* [Activity]: Could you return all of the listing below exactly, please?

* [Extracted information]:
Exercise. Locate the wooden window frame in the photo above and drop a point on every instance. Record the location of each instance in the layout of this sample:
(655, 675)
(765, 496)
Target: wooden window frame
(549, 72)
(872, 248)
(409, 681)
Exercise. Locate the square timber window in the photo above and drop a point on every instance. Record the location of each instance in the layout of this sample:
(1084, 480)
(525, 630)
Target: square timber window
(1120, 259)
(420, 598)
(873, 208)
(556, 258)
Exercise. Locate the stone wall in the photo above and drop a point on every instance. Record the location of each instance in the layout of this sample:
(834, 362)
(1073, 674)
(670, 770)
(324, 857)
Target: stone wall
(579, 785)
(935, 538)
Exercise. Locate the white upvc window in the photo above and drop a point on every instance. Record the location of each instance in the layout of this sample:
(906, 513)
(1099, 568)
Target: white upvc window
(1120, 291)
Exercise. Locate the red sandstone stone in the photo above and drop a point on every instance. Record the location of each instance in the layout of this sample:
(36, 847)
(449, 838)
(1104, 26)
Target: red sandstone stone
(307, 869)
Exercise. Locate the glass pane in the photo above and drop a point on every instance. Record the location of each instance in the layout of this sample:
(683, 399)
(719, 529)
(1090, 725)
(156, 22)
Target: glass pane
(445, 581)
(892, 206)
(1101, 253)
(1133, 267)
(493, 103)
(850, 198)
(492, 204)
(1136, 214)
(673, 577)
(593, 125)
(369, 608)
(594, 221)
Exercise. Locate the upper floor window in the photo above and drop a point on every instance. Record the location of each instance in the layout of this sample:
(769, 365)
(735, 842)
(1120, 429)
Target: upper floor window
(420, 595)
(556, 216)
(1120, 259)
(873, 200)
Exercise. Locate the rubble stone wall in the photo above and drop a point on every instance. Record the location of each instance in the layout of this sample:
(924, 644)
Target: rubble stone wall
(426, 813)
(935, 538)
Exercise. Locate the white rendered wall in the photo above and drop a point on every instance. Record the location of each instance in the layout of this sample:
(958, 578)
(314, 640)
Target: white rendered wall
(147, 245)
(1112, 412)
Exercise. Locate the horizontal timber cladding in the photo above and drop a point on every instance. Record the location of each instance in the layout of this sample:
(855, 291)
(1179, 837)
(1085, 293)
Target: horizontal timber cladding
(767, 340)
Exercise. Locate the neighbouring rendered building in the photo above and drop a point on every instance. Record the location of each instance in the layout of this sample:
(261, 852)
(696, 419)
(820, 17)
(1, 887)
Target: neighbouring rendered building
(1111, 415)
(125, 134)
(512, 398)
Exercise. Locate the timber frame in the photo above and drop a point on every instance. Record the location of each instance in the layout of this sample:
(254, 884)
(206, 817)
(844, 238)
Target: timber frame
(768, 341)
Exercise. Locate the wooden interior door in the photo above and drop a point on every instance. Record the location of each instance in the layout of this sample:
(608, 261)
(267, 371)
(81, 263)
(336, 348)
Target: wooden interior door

* [Task answer]:
Exercise. Locate the wooden window frame in the photo above and drop a point on every instance. Record the location of each instance in the layout of this sample:
(655, 675)
(765, 496)
Target: wooden window frame
(549, 72)
(872, 248)
(409, 681)
Exercise. Locate the square timber window in the photo above and drop a point on every instance. Record the location of each instance in the layout of this sample:
(1084, 480)
(525, 630)
Target: square timber window
(1120, 259)
(420, 598)
(873, 208)
(556, 258)
Exercise. Locate the stone wall in the photo above and drop a point on every instance. Record the location of each instance in the layout of this sample:
(834, 362)
(1073, 674)
(670, 770)
(324, 857)
Target: stone wall
(579, 785)
(935, 538)
Exercise. Locate the white upvc window in the photo above and drop a point on every instance. Record the location of each instance in the layout of this sample:
(906, 513)
(1099, 568)
Target: white upvc window
(1120, 291)
Exercise. Locate the red sandstone stone in the photo above and drop a point on every instance. Record the location of each instance in the layout of this sample:
(36, 847)
(449, 838)
(1104, 26)
Target: red sandstone stone
(307, 869)
Exercise. Locate the glass pane in the photo above and drop a point on every instance. Record the location of each instance in the layout of this sample:
(683, 399)
(719, 529)
(1090, 725)
(156, 22)
Target: glass pane
(445, 581)
(892, 206)
(1101, 253)
(1133, 267)
(493, 103)
(850, 198)
(492, 204)
(1136, 214)
(673, 577)
(593, 125)
(369, 608)
(594, 221)
Exercise. Locate the upper floor window in the photo above and drop a point on every instance. Record the location of each instance in the layout of this sample:
(769, 365)
(735, 842)
(1120, 429)
Target: upper floor window
(420, 595)
(556, 216)
(1120, 259)
(873, 200)
Exercise. Locate the rubble stone wall in the photo above and drop a point on every instance. Record the location of each instance in the layout of this sample:
(924, 644)
Target: rubble stone wall
(426, 813)
(935, 538)
Exercise. Locate the white rendered wall in the photo above and drop a point on every instance. Record the location of each instance in the layout of this sample:
(958, 578)
(314, 640)
Target: white rendered wall
(147, 245)
(1112, 412)
Exercise. Locate the horizontal timber cladding in the photo above and drop a point on every instance. Record the location of each instance in the layout of this sample:
(855, 291)
(1179, 837)
(1085, 293)
Target: horizontal timber cladding
(767, 340)
Exercise. Locate the neighbouring rendered building in the photo above and drop a point on every instance. Record the location of each instance in the layout of this sample:
(261, 852)
(696, 419)
(820, 17)
(1, 887)
Target: neighbouring rendered building
(1111, 415)
(125, 134)
(512, 398)
Exercise. Locate the timber frame in the photo above and drop a point on every instance. Record the location of each instance in the layout of this sample:
(254, 884)
(206, 817)
(844, 238)
Target: timber frame
(768, 341)
Exercise. Locate the wooden interior door in the photo above and drop a point on every instance. Record the location of each instance in the layout of this sample:
(608, 261)
(267, 371)
(81, 263)
(336, 348)
Target: wooden interior door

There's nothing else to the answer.